The B-534 was designed as a single-engine biplane fighter with a licence-built Hispano-Suiza inline powerplant, and fixed landing gear. The air forces of the 1930s were reluctant to abandon the manoeuvrability and climb rates of biplanes for the speed of monoplanes, even in the face of new and better technology. The success of Soviet pilots with biplanes may have contributed to this reluctance; they were known to strip their aircraft of sliding canopies, preferring to have the wind in their faces. Aircraft with two fabric-covered wings and fixed landing gear were also less expensive to manufacture.

# # # # #

▶ _Work request_
Reproduce the passage on the B-534 biplane fighter word for word, in full.

# # # # #

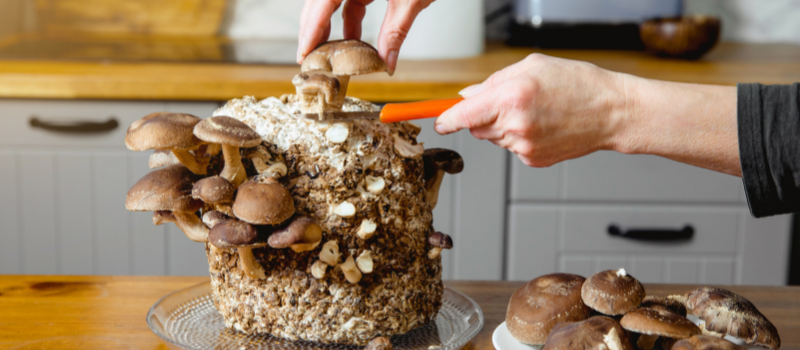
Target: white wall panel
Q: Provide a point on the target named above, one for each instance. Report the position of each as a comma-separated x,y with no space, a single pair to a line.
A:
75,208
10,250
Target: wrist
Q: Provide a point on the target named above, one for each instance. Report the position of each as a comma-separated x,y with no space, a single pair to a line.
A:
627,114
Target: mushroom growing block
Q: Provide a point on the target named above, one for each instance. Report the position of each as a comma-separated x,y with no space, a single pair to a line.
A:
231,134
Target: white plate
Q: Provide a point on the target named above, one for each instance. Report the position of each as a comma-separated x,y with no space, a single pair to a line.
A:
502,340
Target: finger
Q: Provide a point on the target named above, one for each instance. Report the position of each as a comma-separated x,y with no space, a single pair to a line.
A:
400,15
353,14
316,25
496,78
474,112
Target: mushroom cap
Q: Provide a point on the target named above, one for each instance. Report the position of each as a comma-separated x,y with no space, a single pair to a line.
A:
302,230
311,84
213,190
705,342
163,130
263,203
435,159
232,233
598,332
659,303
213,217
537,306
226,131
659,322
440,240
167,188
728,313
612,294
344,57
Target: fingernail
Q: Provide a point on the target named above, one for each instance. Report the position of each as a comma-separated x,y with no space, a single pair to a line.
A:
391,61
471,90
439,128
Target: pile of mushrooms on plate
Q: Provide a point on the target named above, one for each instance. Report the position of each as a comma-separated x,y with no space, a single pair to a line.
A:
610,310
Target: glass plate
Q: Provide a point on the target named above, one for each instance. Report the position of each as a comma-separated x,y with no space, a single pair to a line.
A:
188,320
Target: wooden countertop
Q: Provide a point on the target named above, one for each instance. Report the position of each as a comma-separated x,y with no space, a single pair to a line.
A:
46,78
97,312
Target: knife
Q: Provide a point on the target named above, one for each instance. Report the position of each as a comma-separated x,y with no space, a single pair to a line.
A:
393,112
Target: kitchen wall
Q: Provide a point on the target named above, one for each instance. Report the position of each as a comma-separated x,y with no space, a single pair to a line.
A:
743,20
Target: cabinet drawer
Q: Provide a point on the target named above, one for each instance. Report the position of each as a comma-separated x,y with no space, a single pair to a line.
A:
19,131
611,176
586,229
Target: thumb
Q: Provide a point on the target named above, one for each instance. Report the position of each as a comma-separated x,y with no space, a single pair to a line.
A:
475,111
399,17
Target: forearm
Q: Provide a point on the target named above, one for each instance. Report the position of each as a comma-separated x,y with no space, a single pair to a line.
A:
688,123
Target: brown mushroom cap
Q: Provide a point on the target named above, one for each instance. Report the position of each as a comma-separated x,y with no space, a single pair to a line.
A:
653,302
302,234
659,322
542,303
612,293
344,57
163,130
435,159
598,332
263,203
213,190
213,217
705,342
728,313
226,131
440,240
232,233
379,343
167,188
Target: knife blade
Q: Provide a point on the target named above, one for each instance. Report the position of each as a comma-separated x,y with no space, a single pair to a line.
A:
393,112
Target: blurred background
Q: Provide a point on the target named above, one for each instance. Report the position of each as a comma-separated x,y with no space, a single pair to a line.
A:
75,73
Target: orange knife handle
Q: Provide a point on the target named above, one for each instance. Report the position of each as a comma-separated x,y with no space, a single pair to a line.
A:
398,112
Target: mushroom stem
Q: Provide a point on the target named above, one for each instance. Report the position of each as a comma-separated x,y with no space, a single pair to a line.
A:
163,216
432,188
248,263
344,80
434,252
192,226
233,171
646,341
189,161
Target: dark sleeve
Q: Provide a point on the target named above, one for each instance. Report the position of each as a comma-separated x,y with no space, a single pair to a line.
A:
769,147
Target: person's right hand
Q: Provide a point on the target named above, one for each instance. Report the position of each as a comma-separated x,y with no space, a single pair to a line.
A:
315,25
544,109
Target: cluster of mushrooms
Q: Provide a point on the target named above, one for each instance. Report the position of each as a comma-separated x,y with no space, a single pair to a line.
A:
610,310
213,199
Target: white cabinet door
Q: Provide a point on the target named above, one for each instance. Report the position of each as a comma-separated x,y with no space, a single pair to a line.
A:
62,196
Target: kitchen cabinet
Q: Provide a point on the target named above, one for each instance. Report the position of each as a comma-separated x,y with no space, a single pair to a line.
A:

# # # # #

▶ _Answer below_
The B-534 was designed as a single-engine biplane fighter with a licence-built Hispano-Suiza inline powerplant, and fixed landing gear. The air forces of the 1930s were reluctant to abandon the manoeuvrability and climb rates of biplanes for the speed of monoplanes, even in the face of new and better technology. The success of Soviet pilots with biplanes may have contributed to this reluctance; they were known to strip their aircraft of sliding canopies, preferring to have the wind in their faces. Aircraft with two fabric-covered wings and fixed landing gear were also less expensive to manufacture.